%%

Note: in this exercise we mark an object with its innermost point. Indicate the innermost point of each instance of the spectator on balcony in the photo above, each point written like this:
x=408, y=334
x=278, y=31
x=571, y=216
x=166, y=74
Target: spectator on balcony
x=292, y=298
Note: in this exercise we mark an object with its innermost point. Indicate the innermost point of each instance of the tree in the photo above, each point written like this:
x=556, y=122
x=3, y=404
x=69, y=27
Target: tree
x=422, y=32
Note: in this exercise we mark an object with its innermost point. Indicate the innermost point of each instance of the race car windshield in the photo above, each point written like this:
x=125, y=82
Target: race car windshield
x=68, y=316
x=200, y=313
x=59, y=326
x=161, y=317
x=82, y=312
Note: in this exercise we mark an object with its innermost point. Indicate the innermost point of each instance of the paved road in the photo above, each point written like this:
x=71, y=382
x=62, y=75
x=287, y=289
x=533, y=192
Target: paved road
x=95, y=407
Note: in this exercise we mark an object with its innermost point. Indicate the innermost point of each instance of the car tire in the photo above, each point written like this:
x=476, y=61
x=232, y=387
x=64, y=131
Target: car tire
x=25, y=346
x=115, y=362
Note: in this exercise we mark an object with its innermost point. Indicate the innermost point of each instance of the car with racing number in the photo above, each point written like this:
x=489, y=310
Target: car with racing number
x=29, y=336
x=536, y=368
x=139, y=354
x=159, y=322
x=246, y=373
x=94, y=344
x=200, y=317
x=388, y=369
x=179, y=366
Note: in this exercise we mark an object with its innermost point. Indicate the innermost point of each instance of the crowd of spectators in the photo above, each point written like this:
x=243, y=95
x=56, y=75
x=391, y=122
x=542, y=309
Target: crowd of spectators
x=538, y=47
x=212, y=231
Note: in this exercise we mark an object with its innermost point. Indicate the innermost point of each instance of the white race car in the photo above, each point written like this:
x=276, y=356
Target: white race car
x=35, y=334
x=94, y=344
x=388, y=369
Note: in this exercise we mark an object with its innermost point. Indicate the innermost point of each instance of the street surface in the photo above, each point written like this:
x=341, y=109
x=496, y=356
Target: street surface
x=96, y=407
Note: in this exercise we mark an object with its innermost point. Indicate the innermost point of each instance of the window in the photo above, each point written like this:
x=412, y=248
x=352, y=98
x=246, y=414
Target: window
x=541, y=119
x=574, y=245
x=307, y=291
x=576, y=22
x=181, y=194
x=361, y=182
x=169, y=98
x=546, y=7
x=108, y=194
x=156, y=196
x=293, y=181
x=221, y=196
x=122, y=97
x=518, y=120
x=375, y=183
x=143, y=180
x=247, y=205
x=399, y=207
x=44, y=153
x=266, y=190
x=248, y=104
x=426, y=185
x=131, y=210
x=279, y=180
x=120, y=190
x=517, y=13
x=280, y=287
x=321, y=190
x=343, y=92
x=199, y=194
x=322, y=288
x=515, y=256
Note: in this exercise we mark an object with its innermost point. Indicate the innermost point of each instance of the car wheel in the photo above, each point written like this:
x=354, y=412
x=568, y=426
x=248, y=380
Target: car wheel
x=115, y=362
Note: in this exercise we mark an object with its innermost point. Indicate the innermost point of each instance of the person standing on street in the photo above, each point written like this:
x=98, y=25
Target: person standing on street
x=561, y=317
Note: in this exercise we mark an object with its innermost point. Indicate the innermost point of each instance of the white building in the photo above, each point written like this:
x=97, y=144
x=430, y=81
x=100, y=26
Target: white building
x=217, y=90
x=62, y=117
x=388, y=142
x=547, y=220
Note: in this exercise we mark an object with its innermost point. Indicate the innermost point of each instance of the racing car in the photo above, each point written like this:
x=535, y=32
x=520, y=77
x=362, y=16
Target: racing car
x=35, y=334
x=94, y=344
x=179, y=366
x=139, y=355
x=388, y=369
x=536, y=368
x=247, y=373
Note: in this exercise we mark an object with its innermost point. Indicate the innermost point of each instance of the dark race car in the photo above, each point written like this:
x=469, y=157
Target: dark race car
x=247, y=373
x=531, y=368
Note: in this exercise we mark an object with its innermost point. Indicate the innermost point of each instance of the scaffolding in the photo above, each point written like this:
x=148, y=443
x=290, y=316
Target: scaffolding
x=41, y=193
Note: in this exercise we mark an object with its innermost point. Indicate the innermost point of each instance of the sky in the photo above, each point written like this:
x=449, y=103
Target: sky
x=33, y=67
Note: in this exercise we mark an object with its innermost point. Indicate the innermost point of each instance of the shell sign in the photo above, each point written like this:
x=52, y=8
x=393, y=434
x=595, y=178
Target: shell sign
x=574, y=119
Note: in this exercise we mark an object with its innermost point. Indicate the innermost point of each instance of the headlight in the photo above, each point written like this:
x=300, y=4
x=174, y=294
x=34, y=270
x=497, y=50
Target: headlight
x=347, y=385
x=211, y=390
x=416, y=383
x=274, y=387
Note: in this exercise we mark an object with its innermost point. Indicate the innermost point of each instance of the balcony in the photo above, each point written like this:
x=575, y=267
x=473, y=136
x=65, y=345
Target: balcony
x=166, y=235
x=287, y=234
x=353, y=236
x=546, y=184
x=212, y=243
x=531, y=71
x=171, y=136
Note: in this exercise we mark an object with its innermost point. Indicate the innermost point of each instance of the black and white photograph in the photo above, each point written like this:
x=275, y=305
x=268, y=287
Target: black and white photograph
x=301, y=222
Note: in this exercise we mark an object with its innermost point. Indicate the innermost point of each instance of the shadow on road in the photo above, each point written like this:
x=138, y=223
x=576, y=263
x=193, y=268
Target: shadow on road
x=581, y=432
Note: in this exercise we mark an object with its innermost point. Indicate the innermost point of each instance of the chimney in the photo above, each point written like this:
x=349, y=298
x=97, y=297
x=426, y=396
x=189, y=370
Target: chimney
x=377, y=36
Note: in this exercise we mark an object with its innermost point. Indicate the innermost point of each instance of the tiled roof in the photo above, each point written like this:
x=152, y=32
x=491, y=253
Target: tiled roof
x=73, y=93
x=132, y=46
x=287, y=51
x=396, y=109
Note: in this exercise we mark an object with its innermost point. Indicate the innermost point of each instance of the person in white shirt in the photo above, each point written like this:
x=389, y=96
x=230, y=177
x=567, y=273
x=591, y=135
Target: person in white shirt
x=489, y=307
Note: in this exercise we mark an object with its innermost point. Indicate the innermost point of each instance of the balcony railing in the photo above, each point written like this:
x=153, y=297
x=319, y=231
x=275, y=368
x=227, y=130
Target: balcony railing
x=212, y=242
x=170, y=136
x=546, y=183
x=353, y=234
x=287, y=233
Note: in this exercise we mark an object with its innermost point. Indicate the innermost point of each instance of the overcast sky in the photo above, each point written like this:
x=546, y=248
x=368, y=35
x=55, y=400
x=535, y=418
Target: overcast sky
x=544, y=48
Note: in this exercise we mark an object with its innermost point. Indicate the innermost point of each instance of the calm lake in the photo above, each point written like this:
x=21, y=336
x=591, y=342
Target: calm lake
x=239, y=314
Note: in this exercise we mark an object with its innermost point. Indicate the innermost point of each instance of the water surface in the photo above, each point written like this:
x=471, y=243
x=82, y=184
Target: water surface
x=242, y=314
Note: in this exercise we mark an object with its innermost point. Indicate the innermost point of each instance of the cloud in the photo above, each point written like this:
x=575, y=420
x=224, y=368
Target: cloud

%%

### What you are asked to do
Print out the data exactly once more.

### Your response
Note: in this exercise we mark an object with its innermost point. Indicate the innermost point of each instance of the spectator on balcony in the photo above, each point written like this:
x=408, y=334
x=278, y=31
x=571, y=216
x=166, y=74
Target: spectator on balcony
x=292, y=298
Note: in this exercise we mark an object with its innermost point. Indicate the innermost point of each instance of the tree in the photo above, each point written like this:
x=556, y=122
x=3, y=404
x=69, y=27
Target: tree
x=422, y=32
Note: in this exercise we mark an object with its innermost point. Indicate the innermost point of each instance of the race car windshield in the photo above, each point written like this:
x=125, y=82
Target: race car windshield
x=68, y=316
x=200, y=313
x=59, y=326
x=161, y=317
x=82, y=312
Note: in this exercise we mark an object with its innermost point. Indicate the innermost point of each instance of the paved road in the photo above, each point written like this:
x=71, y=382
x=62, y=75
x=287, y=289
x=533, y=192
Target: paved road
x=95, y=407
Note: in this exercise we mark an object with its innermost point. Indicate the innermost point of each instance of the car tire in the photo above, each point written like this:
x=476, y=61
x=232, y=387
x=64, y=131
Target: car tire
x=25, y=346
x=115, y=362
Note: in this exercise we mark an object with its innermost point. Indicate the innermost point of each instance of the car with racing number in the photo above, each point written like this:
x=489, y=310
Target: car with racing number
x=29, y=336
x=536, y=368
x=139, y=354
x=159, y=322
x=246, y=373
x=94, y=344
x=200, y=317
x=388, y=369
x=179, y=366
Note: in this exercise we mark an object with its innermost point. Indicate the innermost point of each instance of the crowd of spectators in the photo above, each point written like this:
x=243, y=95
x=56, y=75
x=391, y=122
x=542, y=309
Target: crowd of spectators
x=538, y=47
x=212, y=231
Note: in this exercise we mark an object with its innermost point. Indicate the innermost point of each instance of the white race car in the photo above, each point written like this:
x=276, y=356
Target: white race car
x=35, y=334
x=94, y=344
x=388, y=369
Note: in this exercise we mark an object with its innermost point. Indicate the innermost point of each instance of the street surface in the photo above, each point written like this:
x=341, y=109
x=496, y=356
Target: street surface
x=96, y=407
Note: in this exercise we mark an object with its innermost point. Indicate the innermost point of each instance of the window in the photo above, each point written like this:
x=412, y=248
x=352, y=98
x=246, y=414
Target: window
x=541, y=119
x=574, y=245
x=307, y=291
x=576, y=22
x=181, y=194
x=361, y=182
x=169, y=98
x=546, y=7
x=108, y=194
x=156, y=196
x=293, y=181
x=221, y=196
x=122, y=97
x=518, y=120
x=375, y=183
x=143, y=180
x=247, y=205
x=399, y=207
x=44, y=153
x=266, y=190
x=248, y=104
x=426, y=185
x=131, y=210
x=279, y=180
x=120, y=190
x=517, y=13
x=280, y=287
x=321, y=190
x=343, y=92
x=199, y=194
x=322, y=288
x=515, y=256
Note: in this exercise we mark an object with its innermost point. Indicate the innermost point of each instance of the car wheel in the photo above, each point written like this:
x=354, y=412
x=568, y=426
x=248, y=380
Target: car wheel
x=115, y=362
Note: in this exercise we mark an object with its innermost point. Indicate the innermost point of each instance of the person standing on street in the photo above, each point written like this:
x=98, y=25
Target: person standing on street
x=561, y=317
Note: in this exercise we mark an object with its innermost point. Indicate the innermost point of each instance of the white building in the photo above, each point written like this:
x=97, y=144
x=430, y=81
x=100, y=26
Target: white building
x=217, y=90
x=62, y=117
x=388, y=142
x=547, y=220
Note: in this exercise we mark an object with its innermost point. Indicate the innermost point of each instance of the racing car in the photo above, each point written like this:
x=535, y=32
x=520, y=77
x=362, y=16
Target: racing car
x=35, y=334
x=94, y=344
x=179, y=366
x=139, y=355
x=388, y=369
x=536, y=368
x=247, y=373
Note: in this exercise we mark an object with its innermost point. Indicate the innermost point of each instance of the dark race car in the photo above, each point written like this:
x=469, y=157
Target: dark race car
x=247, y=373
x=531, y=368
Note: in this exercise we mark an object with its innermost point. Indicate the innermost point of each instance of the scaffolding in the photo above, each point written like this:
x=148, y=443
x=290, y=316
Target: scaffolding
x=41, y=193
Note: in this exercise we mark an object with its innermost point. Indicate the innermost point of each instance of the sky in the photo above, each point written like this:
x=449, y=103
Target: sky
x=33, y=67
Note: in this exercise we mark an object with its innermost point. Indicate the innermost point of each instance of the shell sign in the photo above, each point written like this:
x=52, y=8
x=393, y=434
x=595, y=178
Target: shell sign
x=574, y=119
Note: in this exercise we mark an object with its innermost point. Indicate the innermost point of each instance of the headlight in the photo above, each point written like this:
x=300, y=4
x=174, y=294
x=34, y=270
x=497, y=50
Target: headlight
x=347, y=385
x=211, y=390
x=416, y=383
x=274, y=387
Note: in this exercise we mark an object with its innermost point. Indicate the innermost point of each instance of the balcony in the photo above, each point written like this:
x=575, y=267
x=473, y=136
x=65, y=345
Target: balcony
x=166, y=235
x=287, y=234
x=353, y=236
x=546, y=184
x=212, y=243
x=531, y=71
x=171, y=136
Note: in this exercise we mark an object with its innermost point. Indicate the innermost point of each instance of the black and white photograph in the photo above, each point written like this:
x=275, y=305
x=268, y=287
Target: black and white photograph
x=301, y=222
Note: in this exercise we mark an object with its innermost point. Indicate the innermost point of each instance of the shadow on road in the photo above, each point written like this:
x=138, y=223
x=576, y=263
x=193, y=268
Target: shadow on road
x=581, y=432
Note: in this exercise we mark an object with its innermost point. Indicate the innermost point of each instance of the chimney in the photo above, each point written like this:
x=349, y=298
x=97, y=297
x=426, y=396
x=189, y=370
Target: chimney
x=377, y=36
Note: in this exercise we mark an object with its innermost point. Indicate the innermost point of each instance of the tiled roof in the photo above, each point written like this:
x=152, y=32
x=491, y=253
Target: tiled roof
x=73, y=93
x=132, y=46
x=287, y=51
x=396, y=109
Note: in this exercise we mark an object with its innermost point. Indicate the innermost point of each instance of the person in white shirt in the photo above, each point written like this:
x=389, y=96
x=230, y=177
x=567, y=273
x=591, y=135
Target: person in white shirt
x=489, y=307
Note: in this exercise we mark an object with its innermost point. Indicate the innermost point of each instance of the balcony railing in the photo above, each point written like this:
x=153, y=297
x=319, y=231
x=275, y=368
x=227, y=130
Target: balcony railing
x=212, y=242
x=170, y=136
x=546, y=183
x=353, y=234
x=287, y=233
Note: in this exercise we mark an object with its innermost point. Indicate the innermost point of each instance of the overcast sky in the photo above, each point written like this:
x=546, y=248
x=368, y=35
x=55, y=400
x=535, y=418
Target: overcast sky
x=544, y=48
Note: in this exercise we mark an object with its innermost point. Indicate the innermost point of each instance of the calm lake in the photo above, each point written like this:
x=21, y=336
x=591, y=342
Target: calm lake
x=239, y=314
Note: in this exercise we mark an object with its innermost point. Indicate the innermost point of each instance of the water surface in the photo above, each point written like this:
x=471, y=243
x=82, y=184
Target: water surface
x=242, y=314
Note: in this exercise we mark an object with its innermost point. Indicate the innermost point of each instance of the cloud in the photo above, each point written like this:
x=575, y=420
x=224, y=368
Target: cloud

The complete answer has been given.